[Okunacak Metin]:
·····
Bilim Akademisi Yılın Konferansı’na Mete Atatüre Konuk Oluyor

By Fortune Türkiye

Bilim Akademisi geleneksel Yılın Konferansı etkinliğine bu yıl ünlü fizikçi Mete Atatüre konuk oluyor. Cambridge Üniversitesi Fizik Bölümü Cavendish Laboratuvarı Direktörü Mete Atatüre, Bilim Akademisi Yılın Konferansı 2025’te fiziğin kavramsal zenginliğine odaklanarak modern fiziğin en dinamik alanlarından biri olan yoğun madde fiziğinde “Belirim” (Emergence) olgusunu ele alacak. Atatüre’nin konuşması, karmaşık sistemlerin doğurduğu beklenmedik davranışlardan bilimsel yaratıcılığın rolüne uzanan geniş bir çerçevede, fiziğin bugünkü sınırlarını ve geleceğe dair temel soruları tartışmaya açacak.

Herkes için bilim 

Bugün 236 seçkin üyesiyle toplumda bilimsel düşüncenin yaygınlaşması, bilimin ve bilim insanının itibarının korunması, bilime erişimin demokratikleşmesi için çalışan Bilim Akademisi, üyesi Ayşe Buğra’nın katkılarıyla 2016’dan beri düzenlediği Yılın Konferansı etkinliğiyle dünya standartlarında çalışıp üreten bilim insanlarını bilim severlerle ücretsiz olarak buluşturuyor.

Mete Atatüre 20 Aralık Cumartesi günü İş Sanat Kültür Merkezi’ndeki Bilim Akademisi Yılın Konferansı 2025’te, son yıllarda fizikte adına daha sık rastlanan ‘Belirim’ (Emergence) kavramından söz edecek. Fiziğin tarihini ‘Evreni anlama yolculuğunda durmaksızın süren bir keşif serüveni’ olarak tanımlayan Mete Atatüre hemen arkasından ekliyor: “Ancak fiziğin ilerlemesini sağlayan, en az keşif kadar güçlü başka bir unsur daha var: Belirim (emergence), yani karmaşıklığın içinden doğan öngörmesi zor yeni davranışlar.”
·····
[Verilen Malzeme]:
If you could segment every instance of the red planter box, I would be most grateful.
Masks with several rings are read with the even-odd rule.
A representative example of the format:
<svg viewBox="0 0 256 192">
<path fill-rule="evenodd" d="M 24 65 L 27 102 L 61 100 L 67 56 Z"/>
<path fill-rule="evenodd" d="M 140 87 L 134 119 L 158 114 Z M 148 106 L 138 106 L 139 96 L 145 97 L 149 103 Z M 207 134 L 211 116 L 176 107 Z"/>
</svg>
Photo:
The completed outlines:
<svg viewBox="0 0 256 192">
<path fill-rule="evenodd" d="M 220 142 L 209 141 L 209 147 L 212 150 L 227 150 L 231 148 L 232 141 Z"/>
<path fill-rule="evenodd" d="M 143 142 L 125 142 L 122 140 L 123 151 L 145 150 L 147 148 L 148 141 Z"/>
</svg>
·····
[Görev Yönergesi]:
Okunacak metne göre Mete Atatüre belirimi fiziğin gelişimi açısından neden önemli görüyor? Lütfen bir ile üç cümle arasında açıklayın. Satırların okunacak metinle hiçbir ilgisi yoktur.

[Alıştırma Yanıtı]:
Atatüre'ye göre fiziğin ilerlemesini sağlayan tek unsur keşif değildir, belirim de en az keşif kadar güçlü bir unsurdur. Belirim, karmaşıklığın içinden doğan ve öngörülmesi zor yeni davranışlardır.